• _Natural-language object grounding data_
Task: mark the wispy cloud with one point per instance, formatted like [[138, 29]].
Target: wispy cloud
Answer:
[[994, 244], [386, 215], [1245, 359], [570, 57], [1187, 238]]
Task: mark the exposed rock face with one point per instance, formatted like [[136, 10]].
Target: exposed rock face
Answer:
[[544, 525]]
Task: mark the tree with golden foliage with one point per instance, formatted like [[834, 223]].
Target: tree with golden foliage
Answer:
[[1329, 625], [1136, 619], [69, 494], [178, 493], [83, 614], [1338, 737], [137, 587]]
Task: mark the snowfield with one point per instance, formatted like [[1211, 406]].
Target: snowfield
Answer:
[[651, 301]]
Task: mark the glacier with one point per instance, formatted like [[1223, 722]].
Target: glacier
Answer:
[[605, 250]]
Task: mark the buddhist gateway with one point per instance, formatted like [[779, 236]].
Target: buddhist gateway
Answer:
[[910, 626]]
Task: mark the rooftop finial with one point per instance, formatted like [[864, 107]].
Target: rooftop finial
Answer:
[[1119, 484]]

• _TASK_
Write out each entry again, word for word.

• _EXERCISE SOLUTION_
Task: mark the wispy cloud with one point per instance, formatted like [[138, 29]].
Target: wispy cloud
Answer:
[[994, 244], [386, 215], [1245, 359], [570, 57], [1187, 238]]
Task: mark the exposed rock face with one point per instance, formatted like [[136, 10]].
Target: exposed rock face
Answer:
[[544, 525]]
Task: mark the tree with golden foliage with one point per instance, formatted like [[834, 223]].
Target: tree with golden foliage
Answer:
[[1329, 625], [1136, 619], [69, 494], [178, 493], [83, 614], [1338, 737], [137, 587]]
Task: mark the snowfield with one point per instance, formatted like [[1211, 406]].
Target: snowfield
Answer:
[[651, 301]]
Task: mark the glacier with one point per instance, formatted like [[1223, 722]].
Target: glacier
Answer:
[[605, 250]]
Task: mark the buddhist gateway with one point per instance, formatted like [[779, 236]].
Target: buddhist gateway
Answer:
[[910, 626]]
Task: mark the rooftop finial with one point per instance, formatted like [[864, 107]].
Target: rooftop finial
Answer:
[[1119, 484]]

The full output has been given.